— START OF Page text —
Metamath Proof Explorer

Theorem swrdccatin1d

Description: The subword of a concatenation of two words within the first of the concatenated words. (Contributed by AV, 31-May-2018) (Revised by Mario Carneiro/AV, 21-Oct-2018)

		Ref	Expression
	Hypotheses	swrdccatind.l	⊢ ( 𝜑 → ( ♯ ‘ 𝐴 ) = 𝐿 )
		swrdccatind.w	⊢ ( 𝜑 → ( 𝐴 ∈ Word 𝑉 ∧ 𝐵 ∈ Word 𝑉 ) )
		swrdccatin1d.1	⊢ ( 𝜑 → 𝑀 ∈ ( 0 ... 𝑁 ) )
		swrdccatin1d.2	⊢ ( 𝜑 → 𝑁 ∈ ( 0 ... 𝐿 ) )
— END OF Page text —
* Brief A: Pick out each line of the entries that contains the string "hair", matching case, and copy those lines.
The Metamath page and the entries that follow it have nothing to do with each other.
— START OF Given entries —
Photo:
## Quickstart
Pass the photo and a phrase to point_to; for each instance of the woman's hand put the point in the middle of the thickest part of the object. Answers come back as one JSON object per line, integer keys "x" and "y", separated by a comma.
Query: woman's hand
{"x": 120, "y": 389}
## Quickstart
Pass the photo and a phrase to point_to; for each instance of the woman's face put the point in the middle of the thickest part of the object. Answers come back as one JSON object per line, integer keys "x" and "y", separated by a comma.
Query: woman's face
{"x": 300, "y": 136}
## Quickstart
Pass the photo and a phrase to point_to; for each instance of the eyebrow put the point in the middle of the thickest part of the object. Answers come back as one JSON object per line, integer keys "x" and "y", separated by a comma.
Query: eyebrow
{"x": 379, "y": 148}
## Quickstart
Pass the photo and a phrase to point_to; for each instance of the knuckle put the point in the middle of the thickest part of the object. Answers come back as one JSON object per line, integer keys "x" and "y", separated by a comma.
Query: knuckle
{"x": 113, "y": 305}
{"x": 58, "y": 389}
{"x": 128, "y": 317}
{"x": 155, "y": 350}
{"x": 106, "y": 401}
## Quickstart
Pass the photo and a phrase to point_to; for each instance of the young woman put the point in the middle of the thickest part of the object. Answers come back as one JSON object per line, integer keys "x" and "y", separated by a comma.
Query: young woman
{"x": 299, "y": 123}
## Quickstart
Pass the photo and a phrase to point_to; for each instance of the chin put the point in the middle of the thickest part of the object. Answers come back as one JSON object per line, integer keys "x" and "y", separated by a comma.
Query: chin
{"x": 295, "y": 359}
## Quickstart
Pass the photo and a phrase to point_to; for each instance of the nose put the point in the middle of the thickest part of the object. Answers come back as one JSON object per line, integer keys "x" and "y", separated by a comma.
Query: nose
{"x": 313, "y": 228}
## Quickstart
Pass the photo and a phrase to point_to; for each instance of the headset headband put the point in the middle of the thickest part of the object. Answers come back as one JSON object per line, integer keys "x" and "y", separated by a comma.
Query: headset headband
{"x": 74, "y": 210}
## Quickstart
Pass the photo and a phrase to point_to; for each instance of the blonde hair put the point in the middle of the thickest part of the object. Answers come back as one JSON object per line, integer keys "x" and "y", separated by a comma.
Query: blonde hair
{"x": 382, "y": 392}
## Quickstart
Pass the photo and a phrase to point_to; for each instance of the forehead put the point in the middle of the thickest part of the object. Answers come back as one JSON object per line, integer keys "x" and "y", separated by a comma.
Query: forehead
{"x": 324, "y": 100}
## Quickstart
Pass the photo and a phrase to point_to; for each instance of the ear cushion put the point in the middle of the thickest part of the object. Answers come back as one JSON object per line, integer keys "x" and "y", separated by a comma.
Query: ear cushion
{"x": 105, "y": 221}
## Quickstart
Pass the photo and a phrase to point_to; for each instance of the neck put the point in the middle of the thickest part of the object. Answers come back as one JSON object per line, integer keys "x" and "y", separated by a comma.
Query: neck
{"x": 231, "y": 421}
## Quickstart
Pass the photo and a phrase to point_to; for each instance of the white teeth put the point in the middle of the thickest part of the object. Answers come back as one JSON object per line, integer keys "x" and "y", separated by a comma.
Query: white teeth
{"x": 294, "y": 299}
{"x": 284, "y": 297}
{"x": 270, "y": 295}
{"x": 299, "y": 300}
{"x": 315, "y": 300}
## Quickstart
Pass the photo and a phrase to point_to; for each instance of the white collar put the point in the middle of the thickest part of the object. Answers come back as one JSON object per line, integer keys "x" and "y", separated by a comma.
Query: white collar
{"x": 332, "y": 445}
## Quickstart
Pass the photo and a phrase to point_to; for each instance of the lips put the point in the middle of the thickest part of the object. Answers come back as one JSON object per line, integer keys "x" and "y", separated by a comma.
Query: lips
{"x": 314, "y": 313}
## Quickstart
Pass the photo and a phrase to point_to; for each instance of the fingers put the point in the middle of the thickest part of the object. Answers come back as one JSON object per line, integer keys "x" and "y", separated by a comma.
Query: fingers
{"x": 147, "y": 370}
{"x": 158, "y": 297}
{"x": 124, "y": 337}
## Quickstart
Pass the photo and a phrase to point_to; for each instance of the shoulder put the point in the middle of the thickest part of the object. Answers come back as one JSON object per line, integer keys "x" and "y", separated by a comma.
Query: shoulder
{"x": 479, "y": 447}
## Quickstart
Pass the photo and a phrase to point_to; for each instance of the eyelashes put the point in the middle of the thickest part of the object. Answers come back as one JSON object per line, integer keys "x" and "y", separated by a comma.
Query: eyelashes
— END OF Given entries —
* Brief B: Render this sentence from the Metamath page in Spanish: "The subword of a concatenation of two words within the first of the concatenated words."

* Written solution A:
Pass the photo and a phrase to point_to; for each instance of the blonde hair put the point in the middle of the thickest part of the object. Answers come back as one JSON object per line, integer keys "x" and "y", separated by a comma.
Query: blonde hair

* Written solution B: La subpalabra de una concatenación de dos palabras dentro de la primera de las palabras concatenadas.